__What the task asks__: Each record should be retyped word for word.

Saved entries
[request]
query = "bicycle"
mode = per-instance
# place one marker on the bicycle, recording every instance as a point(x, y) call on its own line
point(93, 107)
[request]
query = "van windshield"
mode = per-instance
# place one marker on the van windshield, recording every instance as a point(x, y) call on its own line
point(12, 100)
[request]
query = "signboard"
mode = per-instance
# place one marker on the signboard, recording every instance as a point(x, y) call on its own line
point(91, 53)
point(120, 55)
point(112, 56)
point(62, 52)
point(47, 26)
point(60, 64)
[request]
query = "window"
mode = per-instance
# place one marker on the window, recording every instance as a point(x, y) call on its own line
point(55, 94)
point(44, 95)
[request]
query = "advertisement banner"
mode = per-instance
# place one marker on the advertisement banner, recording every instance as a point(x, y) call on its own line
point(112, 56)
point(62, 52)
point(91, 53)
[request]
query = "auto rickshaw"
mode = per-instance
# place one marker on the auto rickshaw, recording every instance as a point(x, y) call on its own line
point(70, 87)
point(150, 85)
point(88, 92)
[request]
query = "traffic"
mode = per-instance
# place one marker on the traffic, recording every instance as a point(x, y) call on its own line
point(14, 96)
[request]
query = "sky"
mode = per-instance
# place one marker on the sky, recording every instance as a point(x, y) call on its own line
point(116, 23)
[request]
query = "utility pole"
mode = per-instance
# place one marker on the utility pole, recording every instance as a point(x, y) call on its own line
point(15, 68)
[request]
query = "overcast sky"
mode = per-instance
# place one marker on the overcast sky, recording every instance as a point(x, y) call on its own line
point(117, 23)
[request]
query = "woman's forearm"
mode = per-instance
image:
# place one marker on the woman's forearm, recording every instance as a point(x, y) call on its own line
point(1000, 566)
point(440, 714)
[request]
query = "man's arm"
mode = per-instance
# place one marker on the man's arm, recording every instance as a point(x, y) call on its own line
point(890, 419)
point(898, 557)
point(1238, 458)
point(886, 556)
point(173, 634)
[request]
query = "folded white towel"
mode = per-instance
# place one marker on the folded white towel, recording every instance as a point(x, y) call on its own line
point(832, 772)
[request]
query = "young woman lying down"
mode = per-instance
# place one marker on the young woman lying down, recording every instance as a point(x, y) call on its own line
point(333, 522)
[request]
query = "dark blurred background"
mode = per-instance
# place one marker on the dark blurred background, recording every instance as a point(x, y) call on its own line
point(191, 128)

__Solution to the exercise__:
[request]
query = "bicycle"
mode = per-instance
# place one marker on the bicycle, recording every instance as a point(x, y) call on its own line
point(93, 107)
[request]
query = "van windshield"
mode = per-instance
# place one marker on the van windshield, recording every instance as a point(x, y) call on its own line
point(12, 100)
[request]
query = "signboard"
mode = per-instance
# place one marker on the signboard, recording every instance as a point(x, y) call on its own line
point(91, 53)
point(120, 55)
point(112, 56)
point(62, 52)
point(47, 26)
point(60, 64)
[request]
query = "window"
mode = per-instance
# place one marker on the window, recording every instance as a point(x, y) call on its own line
point(55, 94)
point(44, 95)
[request]
query = "advertisement banner"
mode = per-instance
# place one marker on the advertisement banner, recording every instance as a point(x, y) call on its own line
point(112, 56)
point(62, 52)
point(91, 53)
[request]
query = "auto rickshaw"
mode = per-instance
# place one marker on the auto rickshaw, recording every instance as a point(x, y) call on its own line
point(70, 87)
point(150, 85)
point(88, 92)
[request]
query = "traffic"
mode = per-instance
# place one marker on the traffic, recording every instance as a point(x, y) call on its own line
point(14, 96)
[request]
query = "sky"
mode = per-instance
# place one marker on the sky, recording every instance as a point(x, y) call on its own line
point(116, 23)
[request]
query = "utility pole"
mode = per-instance
# place one marker on the utility pole, recording every instance as a point(x, y) call on its own line
point(15, 68)
[request]
query = "overcast sky"
mode = per-instance
# place one marker on the overcast sky, recording every instance as a point(x, y) call on its own line
point(117, 23)
[request]
query = "woman's forearm"
mode = per-instance
image:
# place one marker on the woman's forearm, recording every instance as a point(x, y) call on its own line
point(1000, 566)
point(440, 714)
[request]
query = "man's arm"
mode = per-instance
# place one marker on the man's arm, recording every instance as a point(x, y) call on its own line
point(890, 419)
point(898, 557)
point(1238, 458)
point(886, 556)
point(173, 634)
[request]
query = "folded white towel"
mode = per-instance
# place one marker on the folded white towel, recording every instance as a point(x, y) call on its own line
point(832, 772)
[request]
query = "young woman lying down"
mode = per-instance
# place one marker on the young woman lying down, recording every instance as a point(x, y) call on its own line
point(333, 522)
[request]
query = "dark blurred background"
mode = per-instance
# place one marker on the dark blurred background, recording every instance as a point(x, y) call on its own line
point(191, 128)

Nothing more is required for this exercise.